[DOCUMENT EXCERPT]
--- START ---

Code Meaning Solution
401 Unauthorized Check your API Key in the Authorization header.
402 Payment Required Insufficient credits. Top up at /account/purchase.
422 Unprocessable Entity Strict Mode: JSON could not be parsed after all repair stages.
429 Rate Limited You exceeded 60 requests/minute. Slow down.
408 Request Timeout Streaming timeout exceeded (300 seconds).
413 Payload Too Large Request exceeds 10MB limit.
502 Bad Gateway Upstream provider (e.g. OpenAI) error. Retry.
POST

/account/create

Create a new account and receive an API key with 1000 free credits.

Request

POST /account/create?email=user@example.com

Response

{
  "api_key": "sk_abc123...",
  "email": "user@example.com",
  "credits": 1000,
  "message": "Account created! Save your API key - it won't be shown again."
}

Note: If the email already exists, the API key is rotated and existing credits are preserved.

GET

/account/balance

Check your remaining credits. Requires authentication.

Request

GET /account/balance
Authorization: Bearer sk_YOUR_API_KEY

Response

{
  "credits_remaining": 997,
  "is_active": true
}
POST

/account/purchase-by-email

Create a Stripe checkout session for purchasing credits. User-friendly: uses email instead of API key.

--- END ---

[DATA FOR ANALYSIS]
--- START ---

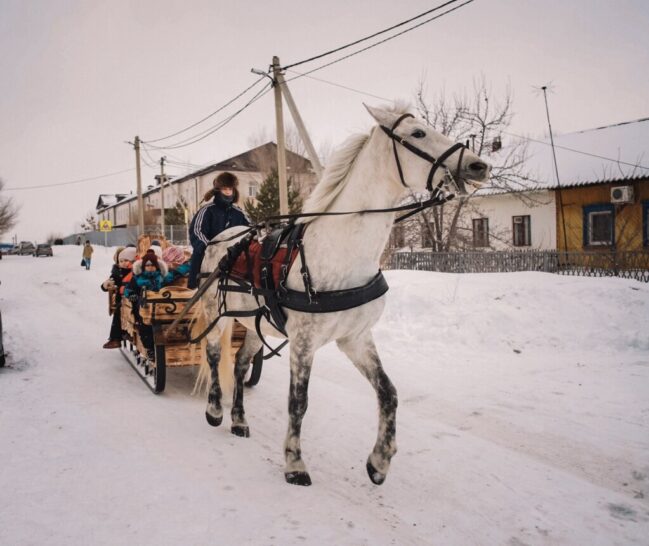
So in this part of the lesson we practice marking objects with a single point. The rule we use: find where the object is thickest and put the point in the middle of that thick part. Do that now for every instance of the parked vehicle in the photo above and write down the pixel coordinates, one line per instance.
(25, 248)
(2, 350)
(44, 249)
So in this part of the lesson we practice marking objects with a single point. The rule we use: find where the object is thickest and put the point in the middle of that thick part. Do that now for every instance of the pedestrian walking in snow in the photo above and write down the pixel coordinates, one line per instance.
(212, 219)
(120, 274)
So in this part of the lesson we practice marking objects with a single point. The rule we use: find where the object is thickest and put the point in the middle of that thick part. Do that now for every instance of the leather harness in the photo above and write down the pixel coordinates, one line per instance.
(261, 268)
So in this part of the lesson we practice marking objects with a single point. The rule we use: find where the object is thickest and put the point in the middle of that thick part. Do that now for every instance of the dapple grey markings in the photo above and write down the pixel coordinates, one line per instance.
(251, 345)
(342, 252)
(363, 354)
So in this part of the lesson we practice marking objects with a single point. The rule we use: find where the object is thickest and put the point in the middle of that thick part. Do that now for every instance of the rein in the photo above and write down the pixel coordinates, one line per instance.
(436, 163)
(437, 197)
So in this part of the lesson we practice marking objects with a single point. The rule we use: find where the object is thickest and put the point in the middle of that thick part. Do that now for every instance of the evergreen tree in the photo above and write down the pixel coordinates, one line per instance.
(267, 203)
(176, 215)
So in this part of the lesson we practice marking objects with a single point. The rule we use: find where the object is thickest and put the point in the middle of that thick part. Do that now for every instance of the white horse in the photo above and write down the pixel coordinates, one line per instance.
(341, 252)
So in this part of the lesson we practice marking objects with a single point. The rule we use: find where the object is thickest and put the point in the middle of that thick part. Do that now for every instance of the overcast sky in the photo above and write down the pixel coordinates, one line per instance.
(82, 77)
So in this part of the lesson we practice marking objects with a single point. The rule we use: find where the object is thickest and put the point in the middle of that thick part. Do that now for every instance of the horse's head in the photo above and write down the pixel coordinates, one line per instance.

--- END ---

[TASK GOAL] Copy the API documentation above word for word, from "408 Request Timeout" to "1000 free credits.".

[TASK OUTPUT]
408 Request Timeout Streaming timeout exceeded (300 seconds).
413 Payload Too Large Request exceeds 10MB limit.
502 Bad Gateway Upstream provider (e.g. OpenAI) error. Retry.
POST

/account/create

Create a new account and receive an API key with 1000 free credits.